PROBLEM DESCRIPTION. Convert every line of the listing below into a JSON array of strings, one string per line, with blank lines omitted.

DATA SUPPLIED.
begin

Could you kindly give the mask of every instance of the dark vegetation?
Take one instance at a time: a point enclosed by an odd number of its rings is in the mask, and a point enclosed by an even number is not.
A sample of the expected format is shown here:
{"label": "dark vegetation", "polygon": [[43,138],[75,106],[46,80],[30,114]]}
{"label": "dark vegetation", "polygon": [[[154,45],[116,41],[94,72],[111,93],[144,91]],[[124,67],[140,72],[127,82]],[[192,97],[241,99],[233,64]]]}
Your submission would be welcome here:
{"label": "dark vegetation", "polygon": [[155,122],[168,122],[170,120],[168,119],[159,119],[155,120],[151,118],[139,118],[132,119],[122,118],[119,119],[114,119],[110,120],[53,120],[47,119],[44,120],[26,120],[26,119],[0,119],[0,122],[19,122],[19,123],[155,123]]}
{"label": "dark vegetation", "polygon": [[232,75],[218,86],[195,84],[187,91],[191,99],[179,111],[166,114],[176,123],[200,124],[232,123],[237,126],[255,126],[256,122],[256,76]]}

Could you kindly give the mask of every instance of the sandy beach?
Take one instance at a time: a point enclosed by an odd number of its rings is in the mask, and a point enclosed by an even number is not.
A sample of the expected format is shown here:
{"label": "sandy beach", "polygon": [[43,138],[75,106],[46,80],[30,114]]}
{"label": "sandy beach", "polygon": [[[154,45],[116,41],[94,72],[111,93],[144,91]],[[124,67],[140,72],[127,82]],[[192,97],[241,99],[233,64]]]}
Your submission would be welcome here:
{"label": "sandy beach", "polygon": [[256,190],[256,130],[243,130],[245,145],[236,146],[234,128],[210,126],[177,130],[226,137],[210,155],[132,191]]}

end

TASK ANSWER.
[
  "Could you kindly give the mask of every instance of the dark vegetation?",
  "Take one instance at a time: a point enclosed by an odd number of its rings is in the mask, and a point enclosed by an even number is not.",
  "A sample of the expected format is shown here:",
  "{\"label\": \"dark vegetation\", \"polygon\": [[43,138],[75,106],[46,80],[30,114]]}",
  "{\"label\": \"dark vegetation\", \"polygon\": [[[154,45],[116,41],[94,72],[111,93],[144,91]],[[124,67],[140,72],[127,82]],[[192,97],[241,99],[233,64]]]}",
  "Your submission would be welcome here:",
  "{\"label\": \"dark vegetation\", \"polygon\": [[155,122],[168,122],[170,120],[168,119],[159,119],[155,120],[151,118],[139,118],[132,119],[122,118],[119,119],[114,119],[110,120],[53,120],[47,119],[44,120],[26,120],[26,119],[0,119],[0,122],[19,122],[19,123],[155,123]]}",
  "{\"label\": \"dark vegetation\", \"polygon\": [[232,75],[218,86],[195,84],[187,91],[191,99],[179,111],[166,114],[176,123],[200,124],[232,123],[237,126],[255,126],[256,122],[256,76]]}",
  "Could you kindly give the mask of every instance of the sandy beach?",
  "Take one instance at a time: a point enclosed by an odd number of its rings is in the mask, and a point enclosed by an even number is not.",
  "A sample of the expected format is shown here:",
  "{\"label\": \"sandy beach\", \"polygon\": [[43,138],[75,106],[46,80],[30,114]]}",
  "{\"label\": \"sandy beach\", \"polygon\": [[[154,45],[116,41],[94,72],[111,93],[144,91]],[[124,67],[140,72],[127,82]],[[192,97],[241,99],[233,64]]]}",
  "Your submission would be welcome here:",
  "{\"label\": \"sandy beach\", \"polygon\": [[256,190],[256,130],[243,130],[245,145],[236,146],[234,128],[210,126],[177,130],[226,137],[210,155],[132,191]]}"
]